→ **TASK INSTRUCTIONS**
Copy the lines below, changing "tinted window" to "dark-tinted window" and leaving everything else as it is.

Data records
** begin **
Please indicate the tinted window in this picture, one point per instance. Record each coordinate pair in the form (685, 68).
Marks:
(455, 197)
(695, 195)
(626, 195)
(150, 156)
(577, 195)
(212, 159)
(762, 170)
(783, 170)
** end **
→ **ANSWER TO THE TASK**
Please indicate the dark-tinted window in this picture, one point per instance. Record each coordinate pair in the form (685, 68).
Marks:
(455, 197)
(695, 195)
(626, 195)
(150, 156)
(577, 195)
(212, 159)
(762, 170)
(783, 170)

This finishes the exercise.